▶ WHAT YOU HAVE TO DO:
From the line that contains "<point>372,496</point>" to the last line of the entries, write each line out exactly; include both ends and nothing else.

(Stored data entries)

* * * *

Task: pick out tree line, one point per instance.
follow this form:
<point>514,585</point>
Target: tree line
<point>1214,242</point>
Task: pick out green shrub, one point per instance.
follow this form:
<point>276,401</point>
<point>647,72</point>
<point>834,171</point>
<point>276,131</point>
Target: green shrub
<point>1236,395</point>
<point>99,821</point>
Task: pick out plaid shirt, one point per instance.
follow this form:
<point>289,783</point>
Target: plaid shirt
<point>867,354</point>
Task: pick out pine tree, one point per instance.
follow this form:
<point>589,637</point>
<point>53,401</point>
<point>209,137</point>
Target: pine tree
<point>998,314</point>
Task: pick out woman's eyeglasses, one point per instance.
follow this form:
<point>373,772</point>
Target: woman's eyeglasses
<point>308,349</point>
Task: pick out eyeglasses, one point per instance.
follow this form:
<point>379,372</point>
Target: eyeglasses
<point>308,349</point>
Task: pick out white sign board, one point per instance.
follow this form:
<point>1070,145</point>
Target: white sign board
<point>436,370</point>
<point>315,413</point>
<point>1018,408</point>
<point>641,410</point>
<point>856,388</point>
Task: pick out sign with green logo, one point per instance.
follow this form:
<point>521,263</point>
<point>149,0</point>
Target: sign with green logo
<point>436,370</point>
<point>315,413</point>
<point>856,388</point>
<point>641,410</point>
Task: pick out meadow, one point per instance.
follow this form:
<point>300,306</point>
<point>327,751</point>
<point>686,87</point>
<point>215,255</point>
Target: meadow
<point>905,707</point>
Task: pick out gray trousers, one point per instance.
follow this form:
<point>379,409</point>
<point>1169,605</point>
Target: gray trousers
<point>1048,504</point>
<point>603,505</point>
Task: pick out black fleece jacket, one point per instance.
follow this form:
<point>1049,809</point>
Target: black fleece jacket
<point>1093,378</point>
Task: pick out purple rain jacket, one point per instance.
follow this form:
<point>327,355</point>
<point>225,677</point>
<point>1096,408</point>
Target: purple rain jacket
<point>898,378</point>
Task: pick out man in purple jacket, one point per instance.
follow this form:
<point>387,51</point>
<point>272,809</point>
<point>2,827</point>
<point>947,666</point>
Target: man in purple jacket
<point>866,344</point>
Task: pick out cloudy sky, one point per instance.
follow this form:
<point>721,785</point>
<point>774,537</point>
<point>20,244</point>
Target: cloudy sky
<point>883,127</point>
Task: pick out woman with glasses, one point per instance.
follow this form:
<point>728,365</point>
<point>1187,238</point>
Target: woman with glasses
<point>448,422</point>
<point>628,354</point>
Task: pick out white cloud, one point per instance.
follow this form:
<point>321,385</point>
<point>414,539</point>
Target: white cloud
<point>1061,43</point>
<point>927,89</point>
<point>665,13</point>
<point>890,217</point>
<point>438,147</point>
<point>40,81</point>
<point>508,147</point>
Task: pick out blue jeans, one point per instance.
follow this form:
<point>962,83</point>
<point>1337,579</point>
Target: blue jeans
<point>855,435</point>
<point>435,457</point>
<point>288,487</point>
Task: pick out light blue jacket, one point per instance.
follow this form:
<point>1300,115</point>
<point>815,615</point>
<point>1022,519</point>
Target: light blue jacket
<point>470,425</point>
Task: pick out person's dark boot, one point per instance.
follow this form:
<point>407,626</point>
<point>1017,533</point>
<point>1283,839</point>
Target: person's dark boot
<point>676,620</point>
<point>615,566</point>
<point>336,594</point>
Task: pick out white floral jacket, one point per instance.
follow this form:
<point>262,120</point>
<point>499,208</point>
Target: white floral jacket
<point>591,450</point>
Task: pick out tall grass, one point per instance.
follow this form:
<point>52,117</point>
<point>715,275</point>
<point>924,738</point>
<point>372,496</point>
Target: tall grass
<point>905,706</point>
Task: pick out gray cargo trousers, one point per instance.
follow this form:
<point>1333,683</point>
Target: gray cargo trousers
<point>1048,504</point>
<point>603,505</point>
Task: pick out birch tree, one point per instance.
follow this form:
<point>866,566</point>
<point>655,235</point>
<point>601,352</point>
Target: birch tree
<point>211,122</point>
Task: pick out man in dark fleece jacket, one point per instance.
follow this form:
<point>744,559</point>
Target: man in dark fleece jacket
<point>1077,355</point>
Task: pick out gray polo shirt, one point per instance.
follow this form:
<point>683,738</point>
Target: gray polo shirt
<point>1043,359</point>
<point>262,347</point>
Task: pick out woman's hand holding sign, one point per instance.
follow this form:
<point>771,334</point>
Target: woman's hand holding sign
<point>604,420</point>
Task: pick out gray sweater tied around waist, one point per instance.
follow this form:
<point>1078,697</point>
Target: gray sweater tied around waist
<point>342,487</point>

* * * *

▶ EXERCISE RESPONSE:
<point>372,496</point>
Target: tall grass
<point>905,706</point>
Task: pick out gray cargo trousers, one point per instance.
follow this form:
<point>1333,683</point>
Target: gray cargo trousers
<point>1048,504</point>
<point>603,505</point>
Task: pick out birch tree, one point per instance.
follow this form:
<point>866,566</point>
<point>655,235</point>
<point>601,352</point>
Target: birch tree
<point>211,122</point>
Task: pick out man in dark fleece jacket, one point per instance.
follow this form:
<point>744,559</point>
Target: man in dark fleece jacket
<point>1077,355</point>
Task: pick out gray polo shirt, one point per instance.
follow this form:
<point>683,738</point>
Target: gray polo shirt
<point>1043,359</point>
<point>262,347</point>
Task: pick out woman's hand holding sign, one point per instance.
follow this form:
<point>771,334</point>
Target: woman's hand holding sign
<point>604,420</point>
Task: pick out gray sweater tied around waist, one point per instance.
follow this form:
<point>1078,697</point>
Target: gray sweater tied around waist
<point>342,487</point>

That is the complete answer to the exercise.